Selected extract >>

+-------+

I grew up inside a pharmaceutical manufacturing business. My family produces amino acids supplied to formulation companies that manufacture injectable IV solutions. From a young age, I understood that healthcare does not begin in a hospital. It begins in a reactor, in batch yield reports, in solvent recovery metrics, and in regulatory audits. I was proud of the role we played in India’s pharmaceutical ecosystem.
That pride turned reflective when my mother was hospitalized and administered IV drips produced by one of our customers. The compounds sustaining her recovery passed through supply chains like ours, and I knew exactly how they were made. I understood the solvent-heavy synthesis, the waste streams, the emissions. In that moment, I felt both gratitude and responsibility. We were contributing to lifesaving medicine — but through processes that are environmentally intensive and structurally dependent on imported intermediates. The system works, but it is fragile.
India stands at a strategic inflection point. It is the fastest-growing major economy in the world, home to the third-largest startup ecosystem, and supplies nearly 20% of global generic medicines. Yet structurally, we remain dependent. Roughly 70–75% of bulk drug and API inputs are imported, largely from China. We dominate formulation by volume but capture limited value upstream in high-margin API innovation. At the same time, traditional pharmaceutical synthesis can generate up to 100 kilograms of waste per kilogram of API produced, making it one of the most resource-intensive manufacturing sectors. Despite the national ambition of “Make in India,” our Gross Expenditure on Research and Development remains below 0.7% of GDP — far behind global innovation leaders.
India cannot aspire to healthcare sovereignty while relying on imported chemistry and outdated processes.
My long-term goal is to transform our family’s amino acid manufacturing base into a vertically integrated, green pharmaceutical platform that serves as proof-of-concept for sustainable API production at industrial scale in India. The transition would involve replacing conventional solvent-heavy synthesis with biocatalysis, flow chemistry, and fermentation-based processes; expanding the portfolio from amino acids into high-margin APIs; and building the operational, regulatory, and export credibility needed to compete globally. Over time, I aim to scale this model into a national green API manufacturing platform that reduces import dependence and repositions India within the pharmaceutical value chain.
If executed successfully, this platform could reduce API production costs by 30–40%, lower generic drug prices by 10–20% in cost-sensitive categories, and materially cut the environmental footprint of an industry that today generates significant chemical waste. More importantly, it would move India from being the world’s low-cost pharmacy to becoming a high-value, innovation-led, and environmentally responsible pharmaceutical hub — securing healthcare sovereignty for 1.4 billion citizens while strengthening India’s standing in global medicine.
To build toward this ambition, I will first deepen my expertise in global pharmaceutical supply chains and capital allocation by working in strategy and operations roles within a global pharma or healthcare-focused investment platform. This experience will allow me to understand industrial transformation at scale, navigate regulatory environments, and structure capital-intensive manufacturing transitions. Equipped with this exposure, I will return to scale and green-transition our manufacturing base, laying the foundation for India’s next-generation pharmaceutical infrastructure.

+-------+

Study questions >>
1/ Print part of the passage about India's pharmaceutical manufacturing, starting at the words "I grew up inside" and stopping after the words "India’s pharmaceutical ecosystem.".
2/ According to the passage about India's pharmaceutical manufacturing, what share of global generic medicines does India supply?
3/ List the processes that the passage about India's pharmaceutical manufacturing names as replacements for conventional solvent-heavy synthesis.
The data isn't needed for this work.

+-------+

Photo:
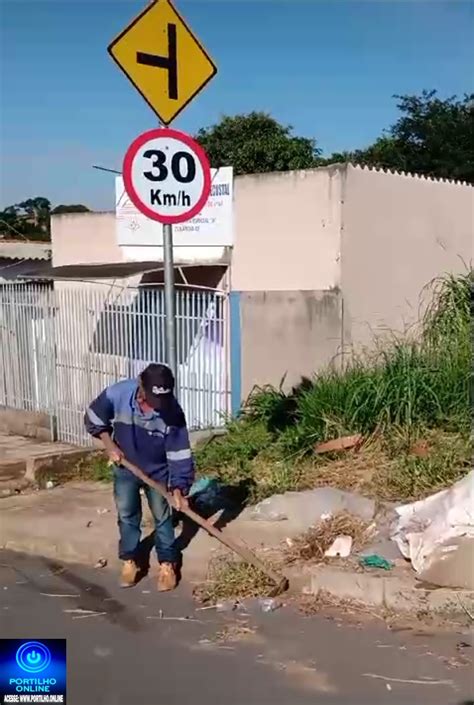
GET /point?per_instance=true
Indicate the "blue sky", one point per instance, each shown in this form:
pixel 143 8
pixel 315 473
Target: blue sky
pixel 328 68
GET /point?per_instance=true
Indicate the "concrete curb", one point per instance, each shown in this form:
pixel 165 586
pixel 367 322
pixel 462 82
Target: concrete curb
pixel 399 594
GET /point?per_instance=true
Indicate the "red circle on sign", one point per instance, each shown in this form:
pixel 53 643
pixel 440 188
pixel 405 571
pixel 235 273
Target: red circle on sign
pixel 130 188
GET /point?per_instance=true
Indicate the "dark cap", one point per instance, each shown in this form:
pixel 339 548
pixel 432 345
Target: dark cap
pixel 157 382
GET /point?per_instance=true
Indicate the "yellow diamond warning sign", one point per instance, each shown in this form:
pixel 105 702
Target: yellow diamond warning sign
pixel 163 59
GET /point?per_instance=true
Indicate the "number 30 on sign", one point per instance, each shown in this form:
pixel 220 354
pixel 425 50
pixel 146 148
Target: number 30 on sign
pixel 167 175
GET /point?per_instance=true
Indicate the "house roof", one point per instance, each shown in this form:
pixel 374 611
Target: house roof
pixel 22 250
pixel 74 272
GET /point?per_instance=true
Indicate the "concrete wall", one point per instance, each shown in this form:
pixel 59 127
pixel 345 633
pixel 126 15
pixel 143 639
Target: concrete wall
pixel 287 334
pixel 32 424
pixel 84 238
pixel 287 231
pixel 398 233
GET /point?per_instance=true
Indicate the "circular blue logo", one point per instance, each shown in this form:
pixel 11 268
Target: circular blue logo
pixel 33 657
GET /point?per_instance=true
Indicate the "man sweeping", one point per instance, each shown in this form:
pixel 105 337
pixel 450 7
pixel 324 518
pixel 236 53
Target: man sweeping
pixel 141 420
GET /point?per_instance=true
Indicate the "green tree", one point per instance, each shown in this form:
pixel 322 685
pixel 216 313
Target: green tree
pixel 432 136
pixel 256 143
pixel 36 212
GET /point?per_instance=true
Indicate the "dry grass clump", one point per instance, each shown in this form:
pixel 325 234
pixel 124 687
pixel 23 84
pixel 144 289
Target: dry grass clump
pixel 230 578
pixel 313 544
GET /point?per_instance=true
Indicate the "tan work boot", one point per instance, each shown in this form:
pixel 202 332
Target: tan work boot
pixel 129 574
pixel 167 577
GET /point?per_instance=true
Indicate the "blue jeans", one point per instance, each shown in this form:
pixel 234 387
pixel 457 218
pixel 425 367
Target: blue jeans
pixel 129 509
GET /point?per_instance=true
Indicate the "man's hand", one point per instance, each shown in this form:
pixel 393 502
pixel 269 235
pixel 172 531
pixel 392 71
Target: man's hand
pixel 181 502
pixel 114 453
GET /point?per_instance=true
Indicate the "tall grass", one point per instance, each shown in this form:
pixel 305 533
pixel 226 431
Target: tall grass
pixel 410 384
pixel 406 382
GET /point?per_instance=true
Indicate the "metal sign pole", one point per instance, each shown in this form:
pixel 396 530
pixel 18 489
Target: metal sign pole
pixel 170 302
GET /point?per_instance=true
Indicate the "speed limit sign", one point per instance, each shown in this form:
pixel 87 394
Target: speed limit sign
pixel 167 176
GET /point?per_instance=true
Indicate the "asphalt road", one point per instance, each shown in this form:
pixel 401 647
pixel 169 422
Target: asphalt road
pixel 133 654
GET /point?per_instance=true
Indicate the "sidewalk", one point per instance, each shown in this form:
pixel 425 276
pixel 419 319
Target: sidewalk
pixel 21 458
pixel 77 523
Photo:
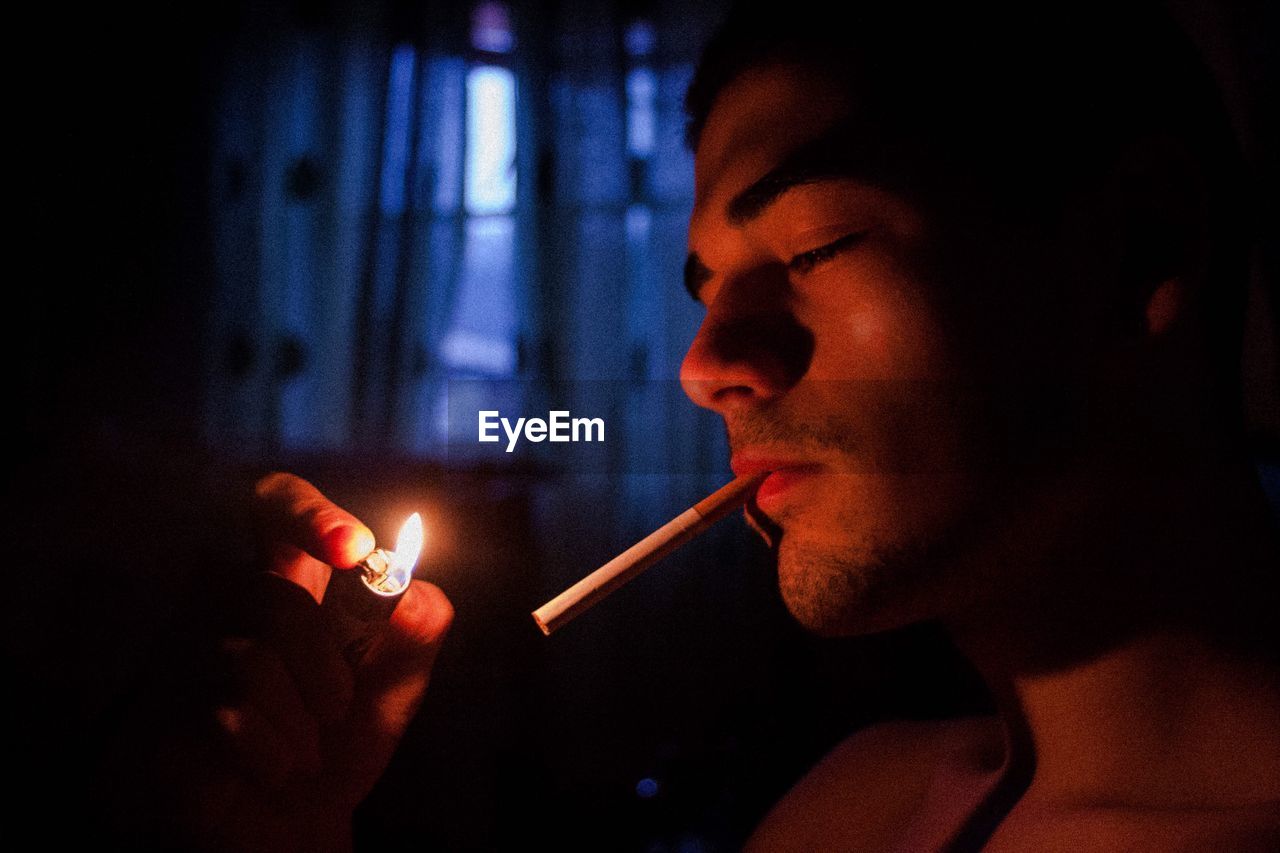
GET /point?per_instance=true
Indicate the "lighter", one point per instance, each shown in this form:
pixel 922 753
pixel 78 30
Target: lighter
pixel 360 601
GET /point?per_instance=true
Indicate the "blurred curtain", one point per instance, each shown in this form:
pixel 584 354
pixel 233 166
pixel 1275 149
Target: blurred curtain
pixel 407 196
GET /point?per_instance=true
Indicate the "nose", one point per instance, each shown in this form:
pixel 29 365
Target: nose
pixel 749 350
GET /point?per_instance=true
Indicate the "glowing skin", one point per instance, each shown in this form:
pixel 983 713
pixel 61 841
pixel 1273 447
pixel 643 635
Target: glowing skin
pixel 830 346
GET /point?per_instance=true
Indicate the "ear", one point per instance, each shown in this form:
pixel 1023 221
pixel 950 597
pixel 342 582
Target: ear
pixel 1157 195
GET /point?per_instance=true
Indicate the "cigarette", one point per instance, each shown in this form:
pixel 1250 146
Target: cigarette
pixel 689 524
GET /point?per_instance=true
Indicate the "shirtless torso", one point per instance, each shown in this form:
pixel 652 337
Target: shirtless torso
pixel 915 787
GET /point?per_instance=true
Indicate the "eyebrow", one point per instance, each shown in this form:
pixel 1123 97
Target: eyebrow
pixel 828 156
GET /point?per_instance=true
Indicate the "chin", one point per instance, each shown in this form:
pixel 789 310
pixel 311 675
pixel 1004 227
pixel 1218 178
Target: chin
pixel 848 591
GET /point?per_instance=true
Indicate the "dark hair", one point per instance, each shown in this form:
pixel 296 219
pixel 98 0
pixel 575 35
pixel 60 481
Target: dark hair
pixel 1033 99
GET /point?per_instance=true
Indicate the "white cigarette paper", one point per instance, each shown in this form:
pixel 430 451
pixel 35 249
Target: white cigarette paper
pixel 656 546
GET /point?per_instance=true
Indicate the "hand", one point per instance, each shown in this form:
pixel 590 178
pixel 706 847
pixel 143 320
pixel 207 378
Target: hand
pixel 295 735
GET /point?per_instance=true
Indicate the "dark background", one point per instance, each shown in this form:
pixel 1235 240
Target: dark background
pixel 127 530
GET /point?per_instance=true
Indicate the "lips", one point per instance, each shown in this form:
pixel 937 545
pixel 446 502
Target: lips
pixel 786 477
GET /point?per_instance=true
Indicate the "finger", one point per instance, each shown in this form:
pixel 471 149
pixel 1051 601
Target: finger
pixel 257 747
pixel 264 683
pixel 292 624
pixel 389 687
pixel 295 511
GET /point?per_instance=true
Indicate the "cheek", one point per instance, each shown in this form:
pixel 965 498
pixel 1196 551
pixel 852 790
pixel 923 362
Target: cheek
pixel 877 338
pixel 872 320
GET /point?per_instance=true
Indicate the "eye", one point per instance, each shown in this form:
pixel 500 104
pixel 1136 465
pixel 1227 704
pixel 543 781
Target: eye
pixel 807 261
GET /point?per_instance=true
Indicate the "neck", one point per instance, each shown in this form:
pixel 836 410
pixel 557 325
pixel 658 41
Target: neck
pixel 1137 667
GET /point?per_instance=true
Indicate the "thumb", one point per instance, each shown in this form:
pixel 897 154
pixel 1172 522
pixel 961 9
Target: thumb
pixel 391 682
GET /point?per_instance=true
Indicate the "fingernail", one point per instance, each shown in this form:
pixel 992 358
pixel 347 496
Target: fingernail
pixel 350 543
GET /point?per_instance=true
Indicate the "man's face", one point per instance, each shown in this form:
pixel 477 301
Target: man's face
pixel 872 346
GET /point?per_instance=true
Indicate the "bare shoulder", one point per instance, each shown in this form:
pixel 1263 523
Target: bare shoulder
pixel 1142 830
pixel 865 793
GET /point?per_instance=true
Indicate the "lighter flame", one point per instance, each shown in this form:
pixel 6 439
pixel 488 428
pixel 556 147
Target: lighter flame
pixel 408 546
pixel 388 573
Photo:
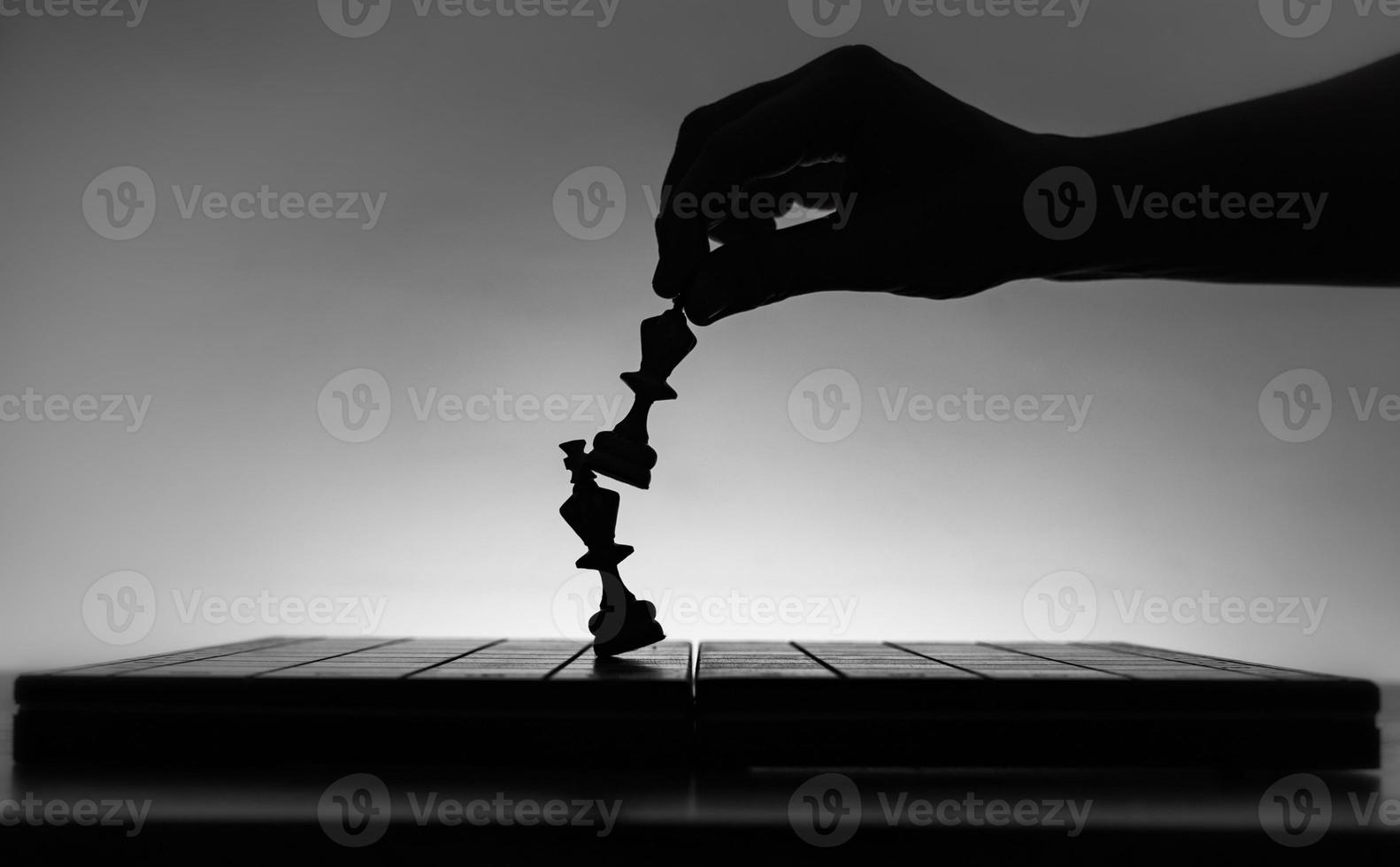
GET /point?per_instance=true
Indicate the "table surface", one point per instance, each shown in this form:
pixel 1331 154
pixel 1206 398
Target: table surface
pixel 1165 802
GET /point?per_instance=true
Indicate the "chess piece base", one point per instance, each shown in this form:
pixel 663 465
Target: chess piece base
pixel 637 628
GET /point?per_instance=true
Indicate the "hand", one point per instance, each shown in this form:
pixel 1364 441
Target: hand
pixel 928 191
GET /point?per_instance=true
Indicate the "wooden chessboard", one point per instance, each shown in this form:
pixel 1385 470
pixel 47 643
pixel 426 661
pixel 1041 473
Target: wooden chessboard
pixel 327 701
pixel 1022 705
pixel 526 702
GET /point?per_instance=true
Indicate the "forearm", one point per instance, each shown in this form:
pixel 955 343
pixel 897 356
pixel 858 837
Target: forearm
pixel 1296 188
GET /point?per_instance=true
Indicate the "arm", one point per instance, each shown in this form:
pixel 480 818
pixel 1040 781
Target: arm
pixel 1296 188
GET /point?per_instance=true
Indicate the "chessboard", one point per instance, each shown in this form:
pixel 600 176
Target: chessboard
pixel 1022 705
pixel 329 701
pixel 750 705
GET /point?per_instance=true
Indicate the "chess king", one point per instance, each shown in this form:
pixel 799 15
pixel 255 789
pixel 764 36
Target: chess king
pixel 623 622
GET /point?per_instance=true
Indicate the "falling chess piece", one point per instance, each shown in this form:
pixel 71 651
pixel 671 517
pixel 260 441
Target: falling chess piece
pixel 623 453
pixel 622 622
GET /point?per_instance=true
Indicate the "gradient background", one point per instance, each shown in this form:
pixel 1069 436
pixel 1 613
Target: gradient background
pixel 469 285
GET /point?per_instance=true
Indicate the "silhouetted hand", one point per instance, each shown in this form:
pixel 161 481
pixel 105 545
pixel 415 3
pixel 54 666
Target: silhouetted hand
pixel 934 198
pixel 912 175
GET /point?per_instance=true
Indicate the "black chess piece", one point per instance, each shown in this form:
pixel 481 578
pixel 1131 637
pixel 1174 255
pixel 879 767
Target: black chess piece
pixel 622 622
pixel 623 453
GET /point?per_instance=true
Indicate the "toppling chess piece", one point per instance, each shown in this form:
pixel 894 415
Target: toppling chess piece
pixel 623 453
pixel 622 622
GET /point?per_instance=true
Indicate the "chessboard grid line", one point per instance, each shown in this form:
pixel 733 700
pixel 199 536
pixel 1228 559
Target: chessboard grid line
pixel 984 677
pixel 154 658
pixel 335 656
pixel 492 643
pixel 1027 653
pixel 819 660
pixel 1127 648
pixel 173 663
pixel 565 663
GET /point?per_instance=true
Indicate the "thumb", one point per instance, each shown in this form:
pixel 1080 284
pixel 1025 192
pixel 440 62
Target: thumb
pixel 765 269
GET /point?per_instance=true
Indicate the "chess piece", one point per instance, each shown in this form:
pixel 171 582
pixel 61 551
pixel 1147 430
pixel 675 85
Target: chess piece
pixel 623 453
pixel 622 622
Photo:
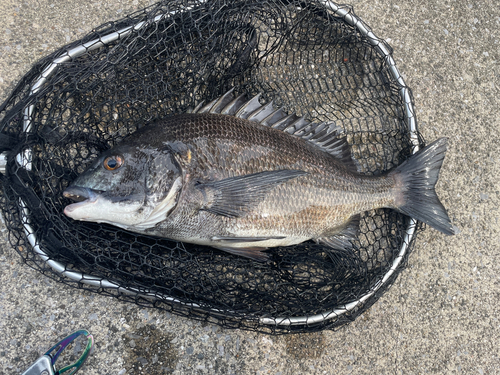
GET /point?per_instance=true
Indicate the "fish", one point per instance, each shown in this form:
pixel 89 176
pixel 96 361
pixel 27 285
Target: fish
pixel 244 177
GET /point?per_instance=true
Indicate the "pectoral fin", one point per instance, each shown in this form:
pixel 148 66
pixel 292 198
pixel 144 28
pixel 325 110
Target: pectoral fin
pixel 236 196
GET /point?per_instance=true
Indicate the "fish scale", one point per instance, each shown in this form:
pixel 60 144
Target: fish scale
pixel 248 183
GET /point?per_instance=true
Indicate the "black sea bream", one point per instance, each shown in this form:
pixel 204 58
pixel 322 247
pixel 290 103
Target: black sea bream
pixel 243 177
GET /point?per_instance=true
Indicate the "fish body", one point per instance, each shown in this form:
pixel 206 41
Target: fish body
pixel 243 177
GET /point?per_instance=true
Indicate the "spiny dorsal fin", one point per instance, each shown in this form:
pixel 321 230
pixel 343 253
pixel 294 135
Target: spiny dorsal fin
pixel 326 135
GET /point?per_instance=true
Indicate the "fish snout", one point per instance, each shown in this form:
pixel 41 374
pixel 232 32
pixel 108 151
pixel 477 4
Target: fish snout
pixel 79 194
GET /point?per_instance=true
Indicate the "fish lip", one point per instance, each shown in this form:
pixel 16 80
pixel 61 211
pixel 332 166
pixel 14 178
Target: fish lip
pixel 82 196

+-------+

Written responses >>
1/
I grew up inside a pharmaceutical manufacturing business. My family produces amino acids supplied to formulation companies that manufacture injectable IV solutions. From a young age, I understood that healthcare does not begin in a hospital. It begins in a reactor, in batch yield reports, in solvent recovery metrics, and in regulatory audits. I was proud of the role we played in India’s pharmaceutical ecosystem.

2/ Nearly 20%

3/ Biocatalysis, flow chemistry, fermentation-based processes